● Prompt
In the copy, keep every record exact and leave out all images.

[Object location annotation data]
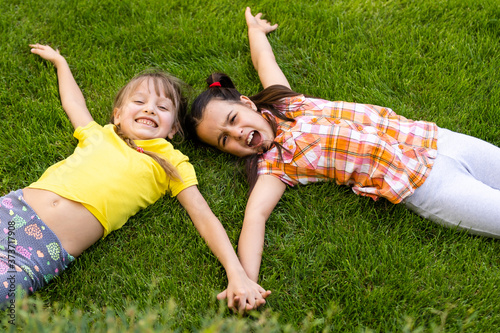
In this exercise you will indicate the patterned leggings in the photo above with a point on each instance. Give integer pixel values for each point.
(30, 253)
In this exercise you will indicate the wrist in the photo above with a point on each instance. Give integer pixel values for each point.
(59, 62)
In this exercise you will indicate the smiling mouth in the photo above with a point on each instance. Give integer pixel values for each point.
(147, 122)
(254, 139)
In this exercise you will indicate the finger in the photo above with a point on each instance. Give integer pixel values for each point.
(242, 302)
(222, 295)
(248, 14)
(230, 302)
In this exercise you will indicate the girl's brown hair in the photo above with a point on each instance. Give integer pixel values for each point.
(171, 87)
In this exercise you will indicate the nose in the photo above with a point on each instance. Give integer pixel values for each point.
(149, 108)
(237, 133)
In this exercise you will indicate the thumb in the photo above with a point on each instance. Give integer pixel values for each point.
(222, 295)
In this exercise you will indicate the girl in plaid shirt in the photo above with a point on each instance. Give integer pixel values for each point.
(289, 138)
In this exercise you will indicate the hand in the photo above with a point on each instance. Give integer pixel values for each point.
(244, 299)
(47, 53)
(255, 22)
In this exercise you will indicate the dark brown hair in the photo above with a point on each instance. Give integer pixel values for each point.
(269, 99)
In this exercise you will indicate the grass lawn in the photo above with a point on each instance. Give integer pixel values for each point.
(333, 261)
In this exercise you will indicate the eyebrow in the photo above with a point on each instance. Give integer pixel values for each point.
(219, 138)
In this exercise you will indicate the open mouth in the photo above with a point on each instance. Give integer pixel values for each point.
(147, 122)
(254, 139)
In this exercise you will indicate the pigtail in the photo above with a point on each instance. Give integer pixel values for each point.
(220, 86)
(169, 169)
(172, 89)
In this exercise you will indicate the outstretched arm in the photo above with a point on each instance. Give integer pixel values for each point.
(264, 197)
(261, 52)
(243, 293)
(72, 99)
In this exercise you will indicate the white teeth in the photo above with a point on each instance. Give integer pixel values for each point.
(146, 122)
(250, 137)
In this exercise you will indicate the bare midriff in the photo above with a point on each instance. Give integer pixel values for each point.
(71, 222)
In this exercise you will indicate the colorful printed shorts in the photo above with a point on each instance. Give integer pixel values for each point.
(30, 253)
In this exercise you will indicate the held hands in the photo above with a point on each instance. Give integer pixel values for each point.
(255, 22)
(244, 296)
(47, 53)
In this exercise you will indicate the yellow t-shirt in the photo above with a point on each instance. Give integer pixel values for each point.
(112, 180)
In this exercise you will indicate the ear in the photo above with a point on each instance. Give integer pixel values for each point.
(172, 132)
(116, 116)
(248, 102)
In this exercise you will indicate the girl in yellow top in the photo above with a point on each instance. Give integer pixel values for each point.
(115, 171)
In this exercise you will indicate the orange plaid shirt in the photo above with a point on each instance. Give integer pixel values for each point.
(368, 147)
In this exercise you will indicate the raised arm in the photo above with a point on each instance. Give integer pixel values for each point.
(261, 52)
(264, 197)
(243, 294)
(72, 99)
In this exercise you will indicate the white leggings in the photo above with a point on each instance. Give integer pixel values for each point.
(463, 187)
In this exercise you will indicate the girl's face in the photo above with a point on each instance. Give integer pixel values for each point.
(235, 128)
(145, 115)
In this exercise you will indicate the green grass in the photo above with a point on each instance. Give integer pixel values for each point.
(333, 260)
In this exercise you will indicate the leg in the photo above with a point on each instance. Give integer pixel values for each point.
(30, 253)
(480, 158)
(452, 196)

● The output
In this exercise you will indicate the patterned leggings in the photo above with a point on each instance. Give integer pixel values for each point.
(30, 253)
In this exercise you will indicate the wrist in the photo above with a point on each instance. Give integer pixel values for each point.
(59, 62)
In this exercise you will indicate the smiling mouth in the photo above with a point on each instance. Give integer pixel values for each point.
(147, 122)
(254, 139)
In this exercise you will indicate the finger in the photo above with a point on each instance. Give integer pixel values for each point.
(242, 302)
(222, 295)
(248, 14)
(230, 302)
In this exercise you will indicate the girl's brown hair in the photo above with a point on each instance. Give integer pixel values for each point.
(171, 87)
In this exercise you will indicate the nose in the photo above with a point on each instance. Give integer pixel values for each point.
(149, 108)
(237, 133)
In this exercise you will indicate the thumb in the photo above with a point on each instance. Give integer pixel values for each point.
(222, 295)
In this exercise you will indicate the girl in plaid shirt in the photo above with a point on each instance. Give integer pixel values for each point.
(289, 138)
In this exercise you will indicate the hand in the photo above with a point on each instance. Give integer pixel values for each point.
(244, 299)
(47, 53)
(255, 22)
In this exercise you will indicate the dark brown hair in the photo above with a point on each instance. Give integer pixel values for each point.
(269, 99)
In this exercise you will indicate the grass lawn in the photo above with a point on each instance. Give integer pixel values for each point.
(333, 261)
In this exercise you will indicate the eyebrow in the photo above with a point on each instance. Give integer pixel values for each point.
(219, 138)
In this exercise you will indicate the open mouth in the photo above with a point on each instance. Give integer pixel values for each point.
(147, 122)
(254, 139)
In this exercise you will indicate the pigtail in the photo above with a point on each instance. Give integer pixel values for each point.
(220, 86)
(169, 169)
(172, 89)
In this exercise you will indicate the outstretched arm in the photo above with a point on each instance. Give integer pixel values for each point.
(264, 197)
(261, 52)
(243, 293)
(72, 99)
In this exercise you will indicate the white teeth in the photo above with a point on each instance. Give integer pixel values for each point.
(146, 122)
(250, 137)
In this exercise you will indicate the bare midriff in the photo above with a point on each instance. Give integer pixel values for each point.
(71, 222)
In this exercise you will indicate the colorful printed shorts in the photo above with a point on each instance. Give integer pixel values for each point.
(30, 253)
In this exercise you will indicate the held hands in the photo above with a point on each instance. Give integer pixel values for each point.
(255, 22)
(244, 296)
(47, 53)
In this exercise you will indicate the yellow t-shirt in the photo above with a point on each instance. Give integer pixel values for each point.
(112, 180)
In this exercise you will indicate the ear in the photo above with a point on each instance. Give integer pixel values for each point.
(172, 132)
(116, 116)
(248, 102)
In this exercise you will indicate the girl in yellow top in the photo above with a point on each instance. Give integer pixel values for each point.
(115, 171)
In this exercise you will indicate the orange plaid shirt in the photo above with a point on each instance. Give integer pixel values for each point.
(368, 147)
In this exercise you will indicate the raised arm in the photo above with a point on each instance. Give integer pixel values for each point.
(261, 52)
(264, 197)
(243, 294)
(72, 99)
In this exercise you will indicate the white leggings in the photo above with a point on each instance. Give integer pixel values for each point.
(463, 187)
In this exercise you will indicate the girl's face in the photo above with a point on each instance. Give integer pixel values for each point.
(235, 128)
(145, 115)
In this exercise you will indicate the green grass in the photo above with a point on each instance. Give integer pixel values for each point.
(333, 260)
In this exercise you will indicate the leg in the photo above with a point on each instance. Give integer pixel values for each point.
(30, 253)
(480, 158)
(452, 196)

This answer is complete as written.